Dans l'arrêt Ministre de la Citoyenneté et de l'Immigration c. Williams, no du greffe A-855-96, 11 avril 1997, le juge Strayer déclare, à la page 11, au sujet du paragraphe 70(5) de la Loi sur l'immigration :

 

 

            Il est frappant que le paragraphe 70(5) dispose que ne peut faire appel l'intéressé qui constitue un danger « selon le ministre » et non « selon le juge ». Par ailleurs, le législateur n'a pas formulé la disposition de manière objective, c'est-à-dire en prescrivant qu'une attestation interdisant un autre appel peut uniquement être délivrée s'il est « établi » ou « décidé » que l'appelant constitue un danger pour le public au Canada. Le législateur a plutôt eu recours à une formulation subjective pour énoncer le pouvoir de tirer une telle conclusion : le critère n'est pas celui de savoir si le résident permanent constitue un danger pour le public, mais celui de savoir si, « selon le ministre », il constitue un tel danger. Il existe une jurisprudence abondante selon laquelle, à moins que toute l'économie de la Loi n'indique le contraire en accordant par exemple un droit d'appel illimité contre un tel avis [renvoi omis], ces décisions subjectives ne peuvent pas être examinées par les tribunaux, sauf pour des motifs comme la mauvaise foi du décideur, une erreur de droit ou la prise en considération de facteurs dénués de pertinence.

 

Je crois que la même façon de voir est justifiée dans le cas de l'article 41 de la Loi canadienne sur les droits de la personne. La décision incombe à la Commission et elle est énoncée en des termes subjectifs, et non en des termes objectifs. La portée du contrôle judiciaire d'une telle décision est donc étroite. Seules des considérations comme la mauvaise foi de la Commission, l'erreur de droit ou le fait de se fonder sur des facteurs non pertinents s'appliquent.

 

            Lorsqu'une question de compétence est en cause, le raisonnement de la Cour a été exprimé par le juge en chef Thurlow dans le jugement Procureur général du Canada c. Cumming, [1980] 2 C.F. 122, aux pages 132 et 133 :

 

 

Il est préférable pour la Cour de laisser le tribunal tenir ses enquêtes librement et de ne pas le lui interdire, sauf dans les cas où il est clair et indubitable que le tribunal n'est pas compétent pour statuer sur la question qui lui est soumise.

 

Je crois qu'il s'ensuit que, si la Cour doit faire preuve d'une grande retenue judiciaire lorsque des questions de compétence sont en cause, au moins le même degré de retenue, sinon un degré plus élevé, s'appliquerait à d'autres types de décisions visées par l'article 41, par exemple les décisions discrétionnaires, factuelles ou même les décisions de fait et de droit.

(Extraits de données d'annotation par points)

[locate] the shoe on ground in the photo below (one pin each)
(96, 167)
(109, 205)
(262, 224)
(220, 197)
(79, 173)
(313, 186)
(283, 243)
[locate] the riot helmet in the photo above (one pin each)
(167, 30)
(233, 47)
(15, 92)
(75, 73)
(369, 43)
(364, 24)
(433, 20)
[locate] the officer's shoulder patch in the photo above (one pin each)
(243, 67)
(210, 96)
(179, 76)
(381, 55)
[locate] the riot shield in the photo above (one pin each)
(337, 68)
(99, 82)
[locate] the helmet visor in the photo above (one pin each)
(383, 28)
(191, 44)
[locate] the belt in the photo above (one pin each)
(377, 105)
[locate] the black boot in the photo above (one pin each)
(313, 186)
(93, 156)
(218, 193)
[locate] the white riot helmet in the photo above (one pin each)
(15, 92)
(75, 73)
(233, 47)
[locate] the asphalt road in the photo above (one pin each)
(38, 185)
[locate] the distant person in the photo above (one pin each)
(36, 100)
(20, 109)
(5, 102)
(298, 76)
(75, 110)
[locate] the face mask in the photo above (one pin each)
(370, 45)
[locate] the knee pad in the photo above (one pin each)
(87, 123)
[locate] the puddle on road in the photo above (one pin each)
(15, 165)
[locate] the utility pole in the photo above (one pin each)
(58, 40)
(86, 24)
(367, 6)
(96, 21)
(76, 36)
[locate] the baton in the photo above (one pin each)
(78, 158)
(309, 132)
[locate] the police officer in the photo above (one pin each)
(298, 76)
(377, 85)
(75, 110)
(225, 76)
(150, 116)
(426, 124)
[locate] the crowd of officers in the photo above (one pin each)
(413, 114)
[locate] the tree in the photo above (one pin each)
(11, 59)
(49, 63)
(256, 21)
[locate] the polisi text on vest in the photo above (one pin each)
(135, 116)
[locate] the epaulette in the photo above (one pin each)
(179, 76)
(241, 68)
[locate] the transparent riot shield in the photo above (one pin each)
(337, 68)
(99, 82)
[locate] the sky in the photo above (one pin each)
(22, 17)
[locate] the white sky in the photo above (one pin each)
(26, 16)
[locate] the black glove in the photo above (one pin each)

## CONSIGNE
D'après l'extrait sur la Loi canadienne sur les droits de la personne, quels motifs permettent le contrôle judiciaire d'une décision de la Commission visée par l'article 41 ?

## RÉPONSE ATTENDUE
La mauvaise foi de la Commission, l'erreur de droit ou le fait de se fonder sur des facteurs non pertinents.